[TRY IT]: Only the number is wanted: state how many lines of the data below contain the word "hand".

--*--

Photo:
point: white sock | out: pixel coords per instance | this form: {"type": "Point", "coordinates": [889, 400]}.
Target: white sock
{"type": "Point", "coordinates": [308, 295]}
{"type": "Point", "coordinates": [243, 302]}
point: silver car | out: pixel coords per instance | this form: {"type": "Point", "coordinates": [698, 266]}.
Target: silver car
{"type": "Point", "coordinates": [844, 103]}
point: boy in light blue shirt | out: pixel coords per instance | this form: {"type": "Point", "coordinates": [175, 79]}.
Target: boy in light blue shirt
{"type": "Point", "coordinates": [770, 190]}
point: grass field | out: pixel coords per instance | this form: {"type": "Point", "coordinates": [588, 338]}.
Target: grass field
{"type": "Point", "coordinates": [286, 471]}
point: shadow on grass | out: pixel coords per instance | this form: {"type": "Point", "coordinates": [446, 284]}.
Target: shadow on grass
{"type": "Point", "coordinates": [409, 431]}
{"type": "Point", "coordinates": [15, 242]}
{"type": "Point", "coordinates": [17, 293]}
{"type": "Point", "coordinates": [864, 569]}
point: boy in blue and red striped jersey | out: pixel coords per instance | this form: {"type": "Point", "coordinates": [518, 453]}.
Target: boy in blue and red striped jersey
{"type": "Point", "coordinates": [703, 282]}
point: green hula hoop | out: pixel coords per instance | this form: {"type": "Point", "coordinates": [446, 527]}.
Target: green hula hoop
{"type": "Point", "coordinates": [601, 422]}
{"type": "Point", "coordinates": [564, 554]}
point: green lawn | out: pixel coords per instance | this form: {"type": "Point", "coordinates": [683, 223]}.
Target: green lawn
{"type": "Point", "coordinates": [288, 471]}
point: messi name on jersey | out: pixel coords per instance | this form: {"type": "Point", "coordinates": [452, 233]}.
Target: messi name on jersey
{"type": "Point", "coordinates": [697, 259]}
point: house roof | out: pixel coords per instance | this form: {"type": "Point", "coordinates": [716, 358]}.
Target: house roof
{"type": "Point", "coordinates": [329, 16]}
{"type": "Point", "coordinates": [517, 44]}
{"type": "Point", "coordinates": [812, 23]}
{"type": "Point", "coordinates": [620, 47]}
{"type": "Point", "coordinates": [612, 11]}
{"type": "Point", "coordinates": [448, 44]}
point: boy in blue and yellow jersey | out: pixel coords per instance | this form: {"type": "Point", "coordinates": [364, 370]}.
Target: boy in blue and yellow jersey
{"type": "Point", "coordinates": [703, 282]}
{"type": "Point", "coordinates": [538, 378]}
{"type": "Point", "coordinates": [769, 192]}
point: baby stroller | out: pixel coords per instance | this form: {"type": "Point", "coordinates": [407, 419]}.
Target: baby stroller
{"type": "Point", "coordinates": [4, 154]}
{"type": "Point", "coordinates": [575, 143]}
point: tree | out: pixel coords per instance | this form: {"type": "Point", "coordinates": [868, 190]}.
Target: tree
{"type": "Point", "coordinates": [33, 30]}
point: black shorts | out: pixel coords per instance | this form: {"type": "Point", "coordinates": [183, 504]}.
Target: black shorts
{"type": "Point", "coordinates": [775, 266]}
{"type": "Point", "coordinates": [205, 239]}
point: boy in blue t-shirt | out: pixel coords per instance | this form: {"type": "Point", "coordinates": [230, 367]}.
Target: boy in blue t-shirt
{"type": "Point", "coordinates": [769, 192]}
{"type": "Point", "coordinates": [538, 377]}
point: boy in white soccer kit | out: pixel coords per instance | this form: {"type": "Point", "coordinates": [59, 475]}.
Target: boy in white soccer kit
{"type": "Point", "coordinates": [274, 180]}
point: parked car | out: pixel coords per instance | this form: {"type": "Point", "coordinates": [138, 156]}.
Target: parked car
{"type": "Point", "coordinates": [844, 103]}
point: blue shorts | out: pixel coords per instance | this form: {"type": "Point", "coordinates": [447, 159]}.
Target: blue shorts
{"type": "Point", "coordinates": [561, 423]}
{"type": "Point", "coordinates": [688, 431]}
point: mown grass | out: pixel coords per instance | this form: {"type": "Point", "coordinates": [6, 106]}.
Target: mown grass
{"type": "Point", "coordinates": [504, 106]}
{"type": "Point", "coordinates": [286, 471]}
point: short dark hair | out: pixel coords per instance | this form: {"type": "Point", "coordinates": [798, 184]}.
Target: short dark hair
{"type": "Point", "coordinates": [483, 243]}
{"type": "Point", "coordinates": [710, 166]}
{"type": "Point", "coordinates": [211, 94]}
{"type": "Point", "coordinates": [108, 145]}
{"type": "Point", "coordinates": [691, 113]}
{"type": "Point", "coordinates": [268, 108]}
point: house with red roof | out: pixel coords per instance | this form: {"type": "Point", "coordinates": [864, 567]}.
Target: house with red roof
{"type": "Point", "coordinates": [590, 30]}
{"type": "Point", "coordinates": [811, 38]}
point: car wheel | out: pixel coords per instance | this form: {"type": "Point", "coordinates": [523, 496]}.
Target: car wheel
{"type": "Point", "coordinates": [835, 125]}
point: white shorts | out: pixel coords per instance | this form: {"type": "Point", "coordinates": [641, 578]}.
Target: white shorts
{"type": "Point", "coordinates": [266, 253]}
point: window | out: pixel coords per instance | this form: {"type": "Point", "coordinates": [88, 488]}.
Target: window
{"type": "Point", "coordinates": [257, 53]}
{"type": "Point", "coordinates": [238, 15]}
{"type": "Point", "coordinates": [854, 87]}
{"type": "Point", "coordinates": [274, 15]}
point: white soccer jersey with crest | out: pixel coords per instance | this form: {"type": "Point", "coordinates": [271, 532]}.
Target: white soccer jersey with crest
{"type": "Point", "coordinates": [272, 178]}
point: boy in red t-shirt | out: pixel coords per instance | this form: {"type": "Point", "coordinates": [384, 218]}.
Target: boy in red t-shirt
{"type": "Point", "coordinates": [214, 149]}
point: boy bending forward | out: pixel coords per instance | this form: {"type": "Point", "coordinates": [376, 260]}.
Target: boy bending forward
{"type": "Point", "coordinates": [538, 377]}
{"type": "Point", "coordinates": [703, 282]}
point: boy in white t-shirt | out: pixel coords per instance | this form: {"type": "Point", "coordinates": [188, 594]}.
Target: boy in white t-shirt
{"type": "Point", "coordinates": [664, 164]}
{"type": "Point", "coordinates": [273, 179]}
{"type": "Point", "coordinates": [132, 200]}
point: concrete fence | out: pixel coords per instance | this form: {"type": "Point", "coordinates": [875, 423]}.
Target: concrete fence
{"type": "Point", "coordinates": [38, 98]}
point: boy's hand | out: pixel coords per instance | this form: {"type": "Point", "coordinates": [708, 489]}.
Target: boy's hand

--*--

[YOUR SOLUTION]: 2